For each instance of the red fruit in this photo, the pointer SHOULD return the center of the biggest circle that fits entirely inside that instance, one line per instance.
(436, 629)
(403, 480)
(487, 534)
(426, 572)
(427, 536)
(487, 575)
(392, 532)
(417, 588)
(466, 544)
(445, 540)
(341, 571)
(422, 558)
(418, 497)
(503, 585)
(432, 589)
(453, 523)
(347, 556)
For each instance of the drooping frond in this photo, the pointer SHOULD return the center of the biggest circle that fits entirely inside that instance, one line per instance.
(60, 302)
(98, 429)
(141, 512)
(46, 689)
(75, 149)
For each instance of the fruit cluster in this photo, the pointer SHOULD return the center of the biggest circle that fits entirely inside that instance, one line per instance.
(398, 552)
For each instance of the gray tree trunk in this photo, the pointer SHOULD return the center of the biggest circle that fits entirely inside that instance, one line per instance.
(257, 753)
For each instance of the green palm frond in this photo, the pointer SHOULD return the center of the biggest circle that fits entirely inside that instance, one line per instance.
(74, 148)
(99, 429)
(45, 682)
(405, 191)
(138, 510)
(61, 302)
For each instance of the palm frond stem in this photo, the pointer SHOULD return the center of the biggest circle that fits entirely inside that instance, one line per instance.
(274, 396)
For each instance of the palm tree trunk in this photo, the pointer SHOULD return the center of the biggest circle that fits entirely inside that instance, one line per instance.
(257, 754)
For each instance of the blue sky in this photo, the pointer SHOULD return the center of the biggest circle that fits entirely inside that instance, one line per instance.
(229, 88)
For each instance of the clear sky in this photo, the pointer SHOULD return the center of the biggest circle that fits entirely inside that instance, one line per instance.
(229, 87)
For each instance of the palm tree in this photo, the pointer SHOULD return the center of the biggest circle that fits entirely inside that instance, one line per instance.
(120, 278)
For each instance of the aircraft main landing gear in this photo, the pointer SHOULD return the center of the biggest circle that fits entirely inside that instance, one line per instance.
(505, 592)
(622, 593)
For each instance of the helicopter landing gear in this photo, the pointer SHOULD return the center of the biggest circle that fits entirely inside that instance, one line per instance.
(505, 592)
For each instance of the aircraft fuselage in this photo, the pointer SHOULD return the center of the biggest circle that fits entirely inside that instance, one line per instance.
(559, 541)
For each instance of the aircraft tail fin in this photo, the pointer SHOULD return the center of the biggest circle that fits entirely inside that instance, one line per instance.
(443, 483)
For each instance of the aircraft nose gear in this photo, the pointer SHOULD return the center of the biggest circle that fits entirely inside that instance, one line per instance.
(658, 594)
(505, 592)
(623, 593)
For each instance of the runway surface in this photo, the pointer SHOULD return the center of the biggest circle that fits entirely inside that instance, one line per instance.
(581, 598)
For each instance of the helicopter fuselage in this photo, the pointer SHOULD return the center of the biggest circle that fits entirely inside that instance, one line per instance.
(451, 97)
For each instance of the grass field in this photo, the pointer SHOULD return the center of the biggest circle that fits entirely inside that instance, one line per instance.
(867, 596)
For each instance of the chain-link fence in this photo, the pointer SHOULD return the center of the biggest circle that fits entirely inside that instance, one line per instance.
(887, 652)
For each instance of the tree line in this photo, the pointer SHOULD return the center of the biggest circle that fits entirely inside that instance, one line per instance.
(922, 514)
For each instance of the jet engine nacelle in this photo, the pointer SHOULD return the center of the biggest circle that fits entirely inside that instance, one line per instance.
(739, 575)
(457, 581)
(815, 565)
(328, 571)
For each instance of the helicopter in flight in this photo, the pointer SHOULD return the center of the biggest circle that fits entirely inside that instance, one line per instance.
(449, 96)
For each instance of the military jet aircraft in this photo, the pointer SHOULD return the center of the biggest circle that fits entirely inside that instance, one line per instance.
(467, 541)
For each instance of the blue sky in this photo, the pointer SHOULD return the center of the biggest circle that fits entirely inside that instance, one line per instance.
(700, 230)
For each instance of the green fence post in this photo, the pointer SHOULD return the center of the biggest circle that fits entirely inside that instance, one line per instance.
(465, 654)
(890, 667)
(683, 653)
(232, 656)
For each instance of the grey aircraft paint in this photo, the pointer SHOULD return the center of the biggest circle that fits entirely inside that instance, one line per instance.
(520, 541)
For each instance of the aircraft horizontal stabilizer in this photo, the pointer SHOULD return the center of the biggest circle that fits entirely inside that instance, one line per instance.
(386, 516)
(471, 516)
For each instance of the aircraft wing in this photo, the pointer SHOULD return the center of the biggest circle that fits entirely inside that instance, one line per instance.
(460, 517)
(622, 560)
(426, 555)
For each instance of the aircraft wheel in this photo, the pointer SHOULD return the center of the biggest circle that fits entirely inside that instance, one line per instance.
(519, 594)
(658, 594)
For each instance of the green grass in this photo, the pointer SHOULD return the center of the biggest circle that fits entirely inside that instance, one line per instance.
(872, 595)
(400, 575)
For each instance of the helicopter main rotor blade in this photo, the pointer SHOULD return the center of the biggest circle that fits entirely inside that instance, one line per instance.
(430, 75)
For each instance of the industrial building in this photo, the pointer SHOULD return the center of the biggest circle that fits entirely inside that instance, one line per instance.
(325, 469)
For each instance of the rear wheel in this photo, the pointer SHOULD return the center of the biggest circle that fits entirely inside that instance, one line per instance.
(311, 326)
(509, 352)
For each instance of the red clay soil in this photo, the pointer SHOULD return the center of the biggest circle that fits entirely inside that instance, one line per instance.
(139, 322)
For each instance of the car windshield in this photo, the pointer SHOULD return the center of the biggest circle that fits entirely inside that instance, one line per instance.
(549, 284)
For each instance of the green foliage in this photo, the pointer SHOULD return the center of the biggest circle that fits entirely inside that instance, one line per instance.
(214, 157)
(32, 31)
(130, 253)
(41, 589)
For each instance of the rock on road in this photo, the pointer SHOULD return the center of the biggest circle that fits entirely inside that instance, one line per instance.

++++++++++++++++++++

__BRIEF__
All the entries above need to be reproduced exactly.

__CORRECT RESULT__
For each instance of the red fruit in this photo, the pointer SHOULD return the center of the biggest circle that fits entirely inside that instance, one line per instance.
(436, 629)
(403, 480)
(487, 534)
(426, 572)
(427, 536)
(487, 575)
(392, 532)
(417, 588)
(466, 544)
(445, 540)
(341, 571)
(422, 558)
(418, 497)
(503, 585)
(432, 589)
(453, 523)
(347, 556)
For each instance of the drooping frond in this photo, the pointer SHOULD return the center of the biggest circle that fits entirely inside that instance, one line per instance.
(60, 302)
(98, 429)
(141, 512)
(46, 689)
(75, 149)
For each instance of the fruit cluster in this photo, the pointer SHOULD return the center of the biggest circle that fits entirely inside that instance, one line per instance.
(398, 552)
For each instance of the gray tree trunk in this photo, the pointer SHOULD return the center of the biggest circle that fits entirely inside that instance, one line per instance.
(257, 753)
For each instance of the green palm frond in this photo, the pointer SHOULD return the center of the biggest circle that fits entirely inside that instance, one line per instance.
(74, 148)
(99, 429)
(45, 682)
(405, 191)
(138, 510)
(61, 302)
For each instance of the palm frond stem in this photo, the pointer SHOULD return the center of the biggest circle that fits entirely inside that instance, one line per instance.
(274, 396)
For each instance of the palm tree trunk in this photo, the pointer SHOULD return the center of the biggest circle that fits entirely inside that instance, one line per instance.
(257, 754)
For each instance of the blue sky in this photo, the pointer SHOULD return the center of the biggest circle that fits entirely inside that instance, one line per instance.
(229, 88)
For each instance of the clear sky in this photo, the pointer SHOULD return the center of the biggest circle that fits entirely inside that instance, one line per instance.
(229, 87)
For each instance of the palm tree in this photo, the pointer SHOULD return the center of the biggest circle that fits entirely inside that instance, one line per instance.
(120, 278)
For each instance of the aircraft main landing gear in this photo, the pointer SHOULD return the center of the biggest circle that fits entirely inside that instance, one line per instance.
(505, 592)
(622, 593)
For each instance of the helicopter landing gear in this photo, the pointer SHOULD return the center of the biggest circle that fits entirely inside that instance, one line per instance.
(505, 592)
For each instance of the aircraft fuselage in this photo, the pointer SHOULD return the center of the biggest circle that fits entirely inside that instance, one line per instance.
(559, 541)
For each instance of the aircraft tail fin in this photo, the pointer SHOULD return the center of the biggest circle that fits entirely inside that instance, one line per instance.
(443, 483)
For each instance of the aircraft nose gear in this photo, the pointer SHOULD return the center of the biggest circle that fits entirely inside that instance, one line per instance.
(658, 594)
(505, 592)
(623, 593)
For each instance of the runway surface in this photo, the pointer SHOULD return the center of the biggest circle that fits entirely inside that instance, one line per instance.
(581, 598)
For each instance of the helicopter fuselage in this photo, the pointer SHOULD return the center of the biggest circle that fits entirely inside that instance, one line per instance.
(451, 97)
For each instance of the grass field in this photo, the pointer SHOULD return the center of the biggest circle that fits entirely inside that instance, one line per instance.
(867, 596)
For each instance of the chain-link fence in this photo, the pointer SHOULD return the center of the biggest circle that fits entirely inside that instance, one line per instance.
(887, 652)
For each instance of the tree line in this photo, the pointer SHOULD return the center of the biggest circle that fits entirely inside that instance, one line per instance.
(922, 514)
For each instance of the jet engine nacelle in this photo, the pointer SHOULD return the center of the biggest circle that fits entirely inside that instance, one line per instance.
(739, 575)
(457, 581)
(815, 565)
(328, 571)
For each instance of the helicopter in flight in this photo, the pointer SHOULD return the center of the biggest circle that fits entirely inside that instance, one line per instance.
(449, 96)
For each instance of the military jet aircraft in this photo, the pointer SHOULD return the center of the biggest circle that fits entirely inside that instance, one line per instance.
(467, 541)
For each instance of the blue sky in this photo, the pointer SHOULD return the center of the biggest circle that fits entirely inside that instance, one line per instance.
(700, 230)
For each instance of the green fence post in this photo, the pointer SHOULD return the center of the biggest circle that fits entirely inside that instance, one line per instance.
(465, 654)
(890, 667)
(683, 653)
(232, 656)
For each instance of the grey aircraft paint in this photo, the pointer SHOULD return the center of the biggest circle that fits entirely inside that instance, one line per instance.
(520, 541)
For each instance of the aircraft horizontal stabilizer in this photo, the pointer SHOULD return the center of the biggest circle that fits entirely inside that instance, one line per instance.
(386, 516)
(471, 516)
For each instance of the aircraft wing in this photo, the pointer SHOULD return the center of the biggest circle that fits entirely inside that instance, one line per instance.
(460, 517)
(622, 560)
(426, 555)
For each instance of the aircraft wheel in this photo, the pointer SHOULD return the center of the biggest circle that fits entirely inside that instance, one line per instance.
(519, 594)
(658, 594)
For each instance of the green grass in this photo, the pointer SHOULD return the center of the biggest circle that fits entirely inside that instance, one line per instance.
(872, 595)
(400, 575)
For each instance of the helicopter main rotor blade in this photo, the pointer SHOULD return the center of the biggest circle that fits entirely inside that instance, one line per instance.
(430, 75)
For each instance of the industrial building in this photo, the pointer SHOULD return the center of the biggest circle that fits entirely inside that instance, one line per instance.
(325, 469)
For each instance of the rear wheel in this photo, the pointer SHOULD return the center of the biggest circle that fits entirely inside that instance, one line per instance.
(311, 326)
(509, 352)
For each instance of the red clay soil in this photo, the pointer SHOULD return the center of the biggest circle that fits entirely inside that instance, one line per instance.
(139, 322)
For each instance of the car windshield in this photo, the pointer SHOULD return the center of the biggest circle that fits entirely inside that instance, one line per instance.
(549, 284)
For each instance of the green foliage in this photo, the pointer SHOULD return the center of the biggest circle that fits entirely inside that instance, one line per instance.
(214, 157)
(32, 31)
(130, 253)
(41, 589)
For each instance of the rock on road in this photo, the pointer SHOULD return the center of the biggest circle that fits entirely inside that instance, one line per instance.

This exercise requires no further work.